**Text to read:**
The fire that razed the Jesus Dome made headlines around the country. It seemed that hell itself had engulfed it. Though they won’t speak their minds, many must be wondering why God did not save this holy shrine, and even be questionin­g their faith (They raced to the rescue, but too late to save the dome, Sunday Tribune, June 12).

If the Creator is what the world has come to believe – kind, loving, merciful, omnipresen­t and omnipotent – why did he allow his place of worship to burn to ashes?

What excuse are the faithful going to find – that it was God’s will and He was testing man’s resolve?

Pastor John Torrens says the dome was “more than a building, it was our home”. Though the inferno was heart- breaking, “he had not once blamed God – it was just the building that was destroyed”. Even in adversity he remains stoical and his faith unshaken.

Though I sound callous and some would wish I had been thrown into the inferno, I have questions for the pastor and the very religious.

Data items

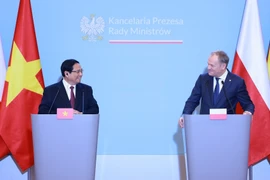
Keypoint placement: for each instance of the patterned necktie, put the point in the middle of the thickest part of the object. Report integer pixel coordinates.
(216, 91)
(72, 97)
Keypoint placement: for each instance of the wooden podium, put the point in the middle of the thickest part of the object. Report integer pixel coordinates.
(64, 149)
(217, 149)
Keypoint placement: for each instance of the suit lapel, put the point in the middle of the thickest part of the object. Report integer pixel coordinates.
(78, 101)
(210, 88)
(226, 86)
(63, 95)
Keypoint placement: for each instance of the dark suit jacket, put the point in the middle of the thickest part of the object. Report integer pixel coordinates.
(55, 96)
(234, 88)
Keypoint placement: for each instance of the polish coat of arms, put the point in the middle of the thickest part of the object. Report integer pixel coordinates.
(92, 28)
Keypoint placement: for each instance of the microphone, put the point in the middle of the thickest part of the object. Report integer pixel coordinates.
(53, 101)
(227, 97)
(82, 101)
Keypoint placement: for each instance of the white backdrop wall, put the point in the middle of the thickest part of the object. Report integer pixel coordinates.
(141, 88)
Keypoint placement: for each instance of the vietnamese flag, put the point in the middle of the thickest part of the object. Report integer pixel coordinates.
(250, 64)
(268, 65)
(22, 90)
(3, 147)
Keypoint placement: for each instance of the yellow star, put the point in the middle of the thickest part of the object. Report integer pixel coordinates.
(65, 113)
(22, 75)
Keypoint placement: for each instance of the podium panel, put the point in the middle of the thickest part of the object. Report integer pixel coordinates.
(217, 149)
(64, 149)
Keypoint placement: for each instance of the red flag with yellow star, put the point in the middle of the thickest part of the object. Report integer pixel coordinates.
(22, 90)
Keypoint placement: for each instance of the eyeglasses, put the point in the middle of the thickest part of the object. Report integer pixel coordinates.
(78, 71)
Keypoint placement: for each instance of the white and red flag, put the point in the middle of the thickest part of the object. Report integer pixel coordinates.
(250, 64)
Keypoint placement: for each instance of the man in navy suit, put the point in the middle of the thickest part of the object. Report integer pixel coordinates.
(59, 95)
(231, 89)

**Exercises:**
**a.** Reproduce the data items verbatim, starting at the line with "Keypoint placement: for each instance of the wooden" and running through the last line of the data items, inclusive.
**b.** Continue the letter about the fire at the Jesus Dome from its final sentence.

**Task answers:**
**a.**
Keypoint placement: for each instance of the wooden podium, put the point in the middle of the thickest part of the object. Report integer pixel coordinates.
(64, 149)
(217, 149)
Keypoint placement: for each instance of the suit lapel, put the point in the middle of the thickest part of the object. Report integer pixel coordinates.
(78, 101)
(210, 88)
(226, 86)
(63, 95)
Keypoint placement: for each instance of the dark suit jacket, put the point in the middle of the thickest part of the object. Report integer pixel coordinates.
(55, 96)
(234, 88)
Keypoint placement: for each instance of the polish coat of arms, put the point in the middle of the thickest part of the object. Report integer pixel coordinates.
(92, 28)
Keypoint placement: for each instance of the microphone, put the point in the middle of the thickest part of the object. Report integer pixel coordinates.
(53, 101)
(227, 97)
(82, 101)
Keypoint placement: for each instance of the white backdrop wall, put the point in the middle of the thickest part of the object. Report integer pixel coordinates.
(141, 88)
Keypoint placement: for each instance of the vietnamese flag, put the point in the middle of the thickest part of the object. Report integer pixel coordinates.
(250, 64)
(268, 65)
(22, 90)
(3, 147)
Keypoint placement: for each instance of the yellow star, put the point in the middle of the thickest part of the object. Report integer pixel coordinates.
(65, 113)
(22, 75)
Keypoint placement: for each instance of the podium panel, put the point in the middle of the thickest part of the object. Report integer pixel coordinates.
(217, 149)
(64, 149)
Keypoint placement: for each instance of the red flag with yellow star, put the point in the middle of the thickest part of the object. Report integer pixel coordinates.
(22, 90)
Keypoint placement: for each instance of the eyeglasses, put the point in the middle of the thickest part of the object. Report integer pixel coordinates.
(78, 71)
Keypoint placement: for each instance of the white and red flag, put the point in the middle of the thickest part of the object. Report integer pixel coordinates.
(250, 64)
Keypoint placement: for each instance of the man in navy suit, put the point in the middle of the thickest part of the object. Report integer pixel coordinates.
(59, 95)
(231, 89)

**b.**
Two years ago, 85 South Africans who had travelled all the way to Nigeria to worship, died when a church building collapsed. So often Muslims who undertake the annual Hajj pilgrimage to Mecca, and Hindu devotees who flock to temples in India, pay a heavy price for their religious beliefs when they are crushed to death in stampedes. Why did the Almighty not protect his worshipper­s from danger in these holy shrines?

When there’s a lone survivor in a multiple car crash, we say he’s been saved by the grace of God.

When a survivor is pulled out of the rubble where thousands have perished in an earthquake, we call it a miracle and thank the Lord for showing mercy.

Six children drowned in Zimbabwe while they were being baptised. God did not lift a finger to save these helpless children. But the faithful will say God has taken them into His arms.

It’s incredible how we console and deceive ourselves when someone meets an untimely death – he’s gone to Heaven to be with God. You even hear he is celebratin­g his birthday in Heaven.

If that’s not delusional, then I must be damned.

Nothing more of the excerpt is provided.